(Outline annotation records)
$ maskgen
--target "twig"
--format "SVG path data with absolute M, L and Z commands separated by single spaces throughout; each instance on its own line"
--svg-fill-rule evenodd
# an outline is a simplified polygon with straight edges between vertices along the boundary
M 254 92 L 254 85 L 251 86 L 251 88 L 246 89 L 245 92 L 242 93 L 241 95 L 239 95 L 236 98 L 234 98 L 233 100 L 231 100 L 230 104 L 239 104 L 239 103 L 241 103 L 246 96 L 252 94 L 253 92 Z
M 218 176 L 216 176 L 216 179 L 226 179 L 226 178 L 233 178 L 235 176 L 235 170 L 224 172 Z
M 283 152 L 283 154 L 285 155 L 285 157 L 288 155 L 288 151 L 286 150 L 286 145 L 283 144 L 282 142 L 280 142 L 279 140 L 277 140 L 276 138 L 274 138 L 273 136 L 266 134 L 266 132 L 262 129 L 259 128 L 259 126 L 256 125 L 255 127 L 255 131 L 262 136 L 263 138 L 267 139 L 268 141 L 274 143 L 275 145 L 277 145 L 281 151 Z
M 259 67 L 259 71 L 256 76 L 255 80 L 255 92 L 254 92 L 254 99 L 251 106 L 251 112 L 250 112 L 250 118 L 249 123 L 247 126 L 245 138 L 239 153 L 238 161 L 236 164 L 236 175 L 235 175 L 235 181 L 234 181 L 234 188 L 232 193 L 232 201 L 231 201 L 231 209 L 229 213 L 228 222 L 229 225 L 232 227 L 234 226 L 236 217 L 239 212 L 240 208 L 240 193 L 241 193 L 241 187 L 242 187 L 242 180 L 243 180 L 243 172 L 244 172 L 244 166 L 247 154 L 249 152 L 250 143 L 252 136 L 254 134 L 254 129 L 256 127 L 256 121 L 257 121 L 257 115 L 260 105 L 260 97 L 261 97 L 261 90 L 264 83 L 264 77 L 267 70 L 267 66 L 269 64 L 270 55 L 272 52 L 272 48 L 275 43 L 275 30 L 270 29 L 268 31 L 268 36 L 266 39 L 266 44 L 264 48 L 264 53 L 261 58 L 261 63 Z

## Exercise requirements
Please reproduce the records from their beginning through the line containing "M 218 176 L", including that line and the requests. Raise every outline coordinate in the answers by 73.

## Answer to this exercise
$ maskgen
--target "twig"
--format "SVG path data with absolute M, L and Z commands separated by single spaces throughout; each instance on its own line"
--svg-fill-rule evenodd
# an outline is a simplified polygon with straight edges between vertices along the boundary
M 327 165 L 327 158 L 324 159 L 324 161 L 319 162 L 318 165 L 315 166 L 314 168 L 312 168 L 309 171 L 307 171 L 306 173 L 304 173 L 303 177 L 312 177 L 312 176 L 314 176 L 319 169 L 325 167 L 326 165 Z
M 291 249 L 289 249 L 289 252 L 299 252 L 299 251 L 306 251 L 308 249 L 308 243 L 297 245 Z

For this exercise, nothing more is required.